---------- Fragmento del documento

Como continuación a nuestra publicación anterior (ver aquí), en la que reproducíamos un extracto del primer capítulo del recomendado libro del Dr. Kwasniewski, El rito romano de ayer y del futuro (Os Justi Press, 2023); traemos a colación una interesante reseña realizada al libro por el abogado de Sevilla, don Luis López Valpuesta, en su blog Nolite Conformari, que se encuentra además alojado en la web de Infovaticana:

«No eches atrás el hito antiguo, que tus padres pusieron» (Prov. 22, 28)

                                                  

Peter Kwasniewski es un teólogo y músico norteamericano, que desde hace unos años escribe y da conferencias en defensa de la fe católica, tal y como la hemos recibido desde siempre, poniendo especial énfasis en la faceta litúrgica. En este sentido podemos considerarlo como una de las más importantes voces proféticas actuales, tanto en la condena de la deriva abiertamente «modernista» de nuestra Iglesia Católica (me reafirmo en esta dura palabra, aunque la ponga entre guiones), y en la reivindicación de una vuelta de los católicos a las raíces espirituales de la fe, sajadas por los vientos de la modernidad. Su último libro publicado -del que haremos ahora un pequeño comentario- «El rito romano, de ayer y del futuro» es, a la vez que un brutal alegato fiscal contra las reformas operadas en la liturgia católica en el siglo XX, una defensa apasionada y lúcida de la liturgia tradicional. Recomiendo sobre todo la lectura detenida del Capítulo 8, un bellísimo comentario y apología del Canon Romanoque en algunos momentos me emocionó, y me hizo exclamar como aquellos Padres del siglo V que nos precedieron: ¡Esta es la fe de la iglesia! Es especialmente trágico que este monumento de catolicidad sea hoy silenciado en casi todas las misas Novus Ordo, pues como afirma con gran verdad el autor:

«La existencia en Occidente de múltiples anáforas es una absoluta novedad (…) Que el Canon romano sea hoy una opción contradice su naturaleza misma de canon, es decir, de norma fija o medida del culto de la Iglesia» (pág. 287).

Y en consecuencia,

«Puesto que la Misa es el corazón del culto de la Iglesia Católica, y el Canon es el corazón de la Misa, el hecho de que la lex orandi haya sido tan gravemente alterada equivale a una traición a la tradición, en el más extricto sentido del término, y a una corrupción de la lex credendi, con resultados inevitables en la lex vivendi» (Pág. 278).

--------------------
---------- Datos

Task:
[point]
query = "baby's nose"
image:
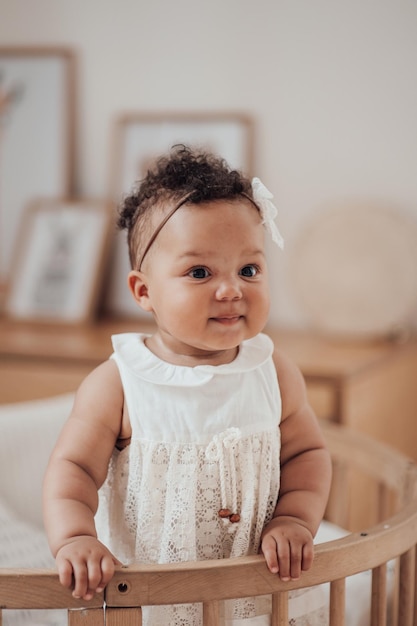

--------------------

Tareas por hacer
1. En la reseña del libro de Kwasniewski, ¿qué capítulo recomienda leer con detenimiento quien la escribe?
2. Sigue escribiendo la reseña del libro de Kwasniewski a partir de su última frase.

Resultados
1. El capítulo 8, un comentario y apología del Canon Romano.

2.
Dos son las ideas nucleares que vertebran todo el libro, una teológica y otra vivencial: la primera, la defensa de la precedencia de la lex orandi sobre la lex credendi y, en segundo lugar, la convición de que los católicos actuales vivimos un estado de ruptura con nuestra tradición litúrgica, con pavorosas repercusiones para lo que creemos y lo que obramos, para nuestra fe y para nuestra moral.

«Jamás, en toda la historia de la cristiandad oriental u occidental ha habido nada ni remotamente comparable con la cantidad y calidad del cambio que se dio en la década que va aproximadamente desde 1963 a 1973. Esto (…) produjo un efecto catastróficamente desestabilizador en los católicos (…). Todos los católicos resultaron dañados con un daño cumulativo y duradero, como el producto por defectos genéticos que se transmite a la descendencia, o como las riñas familiares que se prolongan por generación (…). Nuestra razón nos dice, ayudada por los recursos de la filosofía, de la psicología y de la sociología,  que un cambio tan colosal en la forma en que los católicos rinden culto a Dios podía tener solamente un significado: lo que habían estado haciendo era incorrecto, defectuoso, no saludable, e incluso desagradable a Dios. Tal es la posición de quienes todavía se oponen a la liturgia latina tradicional» (pág. 90).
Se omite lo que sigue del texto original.